> Extracted text:

******

A Nevada Daughter coordinates the complex process of organ transplant transportation

When an organ donor dies, the clock starts ticking. Sophisticated technology can match organs to recipients in an instant, but there’s nothing easy about what comes next. Mobilizing a recovery team, organizing safe, reliable transportation—all at a moment’s notice—can be just as complex as the life-saving transplant surgery itself.

“It’s like playing chess in your head, except it’s extremely fast-paced,” said Bethney Seifert, who serves as flight coordinator and safety manager for Reno, Nevada-based Transplant Transportation Services, which arranges transportation for organ recovery teams from across the Western United States, many of them located in the San Francisco Bay Area. “I’m always thinking three steps ahead to help make sure we anticipate anything that could happen. I don’t want to say, ‘I never saw that coming.’”

Delays can be disastrous in this line of work, especially when you consider the time-sensitive nature of organ transplants. Once the blood supply is cut off, recovery teams, usually led by the transplant surgeon, have four hours to transplant a heart and six hours to transplant lungs. Livers and kidneys allow a little more breathing room—they have to be transplanted in 12 hours and 24 hours respectively.

“Every decision I make is based on the specific organ they’re recovering,” said Mrs. Seifert, member of Sierra Nevada Chapter in Reno, Nev. “Unless it’s local, hearts have to travel by jet.”

But airplanes can’t take off immediately. “It takes two hours to prepare a small aircraft; we need three for a jet,” she said. “There are so many variables to look at for any given call.”

Locating a plane isn’t usually her biggest concern, though—it’s the weather.

“Winter fog in the Bay Area is our enemy,” she said. “I am constantly watching the weather. Bad weather can completely derail our plans.”

The 2017 Las Vegas shooting tested Mrs. Seifert’s mettle. With the international airport shut down, a recovery team was unable to fly out. Luckily, she located another plane that was in range, contacted the operator of that flight, convinced them to land at a nearby airport and fly the surgeon and the organ to Los Angeles, where the transplant was to take place.

******

(Point-per-instance localization data)
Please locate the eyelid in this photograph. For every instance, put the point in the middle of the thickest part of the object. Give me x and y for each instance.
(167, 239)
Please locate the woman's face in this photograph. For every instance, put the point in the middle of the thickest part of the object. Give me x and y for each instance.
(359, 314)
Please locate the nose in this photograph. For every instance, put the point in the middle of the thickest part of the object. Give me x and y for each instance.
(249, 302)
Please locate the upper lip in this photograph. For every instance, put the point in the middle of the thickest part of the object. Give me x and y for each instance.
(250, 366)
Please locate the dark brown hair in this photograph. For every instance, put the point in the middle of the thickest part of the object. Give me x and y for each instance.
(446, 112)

******

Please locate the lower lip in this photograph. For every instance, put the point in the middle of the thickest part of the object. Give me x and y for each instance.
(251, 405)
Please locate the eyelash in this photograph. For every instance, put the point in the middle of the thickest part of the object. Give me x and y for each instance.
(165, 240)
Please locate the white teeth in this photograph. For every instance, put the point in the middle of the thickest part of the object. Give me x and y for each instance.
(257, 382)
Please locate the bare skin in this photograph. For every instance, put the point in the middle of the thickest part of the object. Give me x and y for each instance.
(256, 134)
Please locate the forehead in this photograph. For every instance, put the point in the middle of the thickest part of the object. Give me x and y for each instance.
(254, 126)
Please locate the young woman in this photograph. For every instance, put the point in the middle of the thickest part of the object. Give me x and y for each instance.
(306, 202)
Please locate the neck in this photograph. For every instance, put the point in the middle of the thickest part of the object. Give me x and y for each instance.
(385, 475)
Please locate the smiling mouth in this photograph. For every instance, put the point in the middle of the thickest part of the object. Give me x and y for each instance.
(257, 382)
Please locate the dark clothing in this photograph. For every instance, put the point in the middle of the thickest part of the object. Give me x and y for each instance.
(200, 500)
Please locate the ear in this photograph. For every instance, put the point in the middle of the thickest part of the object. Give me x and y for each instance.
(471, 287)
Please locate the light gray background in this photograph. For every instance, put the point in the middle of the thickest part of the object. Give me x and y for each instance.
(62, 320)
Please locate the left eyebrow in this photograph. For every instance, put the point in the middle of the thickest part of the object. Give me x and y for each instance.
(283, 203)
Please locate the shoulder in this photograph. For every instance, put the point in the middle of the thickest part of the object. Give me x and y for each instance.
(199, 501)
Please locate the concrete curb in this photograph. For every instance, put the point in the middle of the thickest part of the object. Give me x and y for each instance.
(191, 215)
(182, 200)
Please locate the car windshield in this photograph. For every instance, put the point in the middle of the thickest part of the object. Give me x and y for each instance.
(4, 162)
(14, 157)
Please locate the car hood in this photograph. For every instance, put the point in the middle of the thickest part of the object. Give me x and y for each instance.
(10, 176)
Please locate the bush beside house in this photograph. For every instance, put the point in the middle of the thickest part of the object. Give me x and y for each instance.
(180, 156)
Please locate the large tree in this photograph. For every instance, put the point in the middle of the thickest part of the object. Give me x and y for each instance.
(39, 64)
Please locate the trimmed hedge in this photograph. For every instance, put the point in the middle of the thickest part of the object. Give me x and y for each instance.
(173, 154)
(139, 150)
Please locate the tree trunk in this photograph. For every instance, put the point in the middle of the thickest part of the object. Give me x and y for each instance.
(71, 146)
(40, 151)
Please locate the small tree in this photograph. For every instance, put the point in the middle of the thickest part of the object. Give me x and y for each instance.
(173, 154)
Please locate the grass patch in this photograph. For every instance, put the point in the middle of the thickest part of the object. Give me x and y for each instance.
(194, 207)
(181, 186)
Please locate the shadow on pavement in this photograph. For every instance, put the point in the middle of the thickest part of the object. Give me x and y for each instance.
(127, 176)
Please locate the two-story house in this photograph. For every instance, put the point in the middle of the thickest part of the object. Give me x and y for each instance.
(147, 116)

******

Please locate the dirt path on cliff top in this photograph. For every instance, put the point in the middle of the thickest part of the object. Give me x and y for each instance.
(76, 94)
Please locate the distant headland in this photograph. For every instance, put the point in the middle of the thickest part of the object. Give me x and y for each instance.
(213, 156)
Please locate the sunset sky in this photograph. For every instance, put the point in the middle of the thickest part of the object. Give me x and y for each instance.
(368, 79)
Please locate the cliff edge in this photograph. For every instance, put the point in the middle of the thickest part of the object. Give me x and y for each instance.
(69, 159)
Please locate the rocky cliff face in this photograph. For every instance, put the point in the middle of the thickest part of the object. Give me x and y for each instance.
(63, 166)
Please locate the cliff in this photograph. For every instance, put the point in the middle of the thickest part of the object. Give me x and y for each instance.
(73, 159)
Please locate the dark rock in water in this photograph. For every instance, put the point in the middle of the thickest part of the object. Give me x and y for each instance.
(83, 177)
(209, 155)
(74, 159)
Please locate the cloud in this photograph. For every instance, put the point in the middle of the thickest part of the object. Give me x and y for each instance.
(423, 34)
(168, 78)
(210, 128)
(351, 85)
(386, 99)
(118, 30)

******

> Goal of the exercise: Please continue the article on organ transplant transportation, starting after its last sentence.

> Task answer:
“On the one-year anniversary of that night in Las Vegas, we all talked about how thankful we were to know each other and be able to work together,” she said. “Every job is special because we’re providing such a vital service, but that night has had the most profound effect on me.”

Twenty-four hour shifts make for long days, which is why Mrs. Seifert only works as a flight coordinator three times a week. Ten days a month she’s also a family nurse practitioner at an in-patient psychiatric facility for teenagers. Mrs. Seifert—who has two teenage sons with her husband Bill—mastered the art of multitasking during her 20-year service in the Nevada National Guard.

In the National Guard, she served 10 years as a photographic interpreter, the same job her grandfather had in the Navy during World War II. Then she moved into air transportation, loading equipment, cargo and other supplies in and out of military aircraft. Two-week deployments took her across the world to Australia, South Korea, Panama and Germany. 

In 2004, she deployed for six months to Uzbekistan. An on-the-job injury during the deployment forced her retirement in 2006.

Staying involved in the DAR—she’s the Nevada State Organizing Secretary—helps fill a void that came after leaving the military.

“I love serving our veterans and our communities,” she said. “It gives me such a sense of team and camaraderie with friends, like I had in the military.”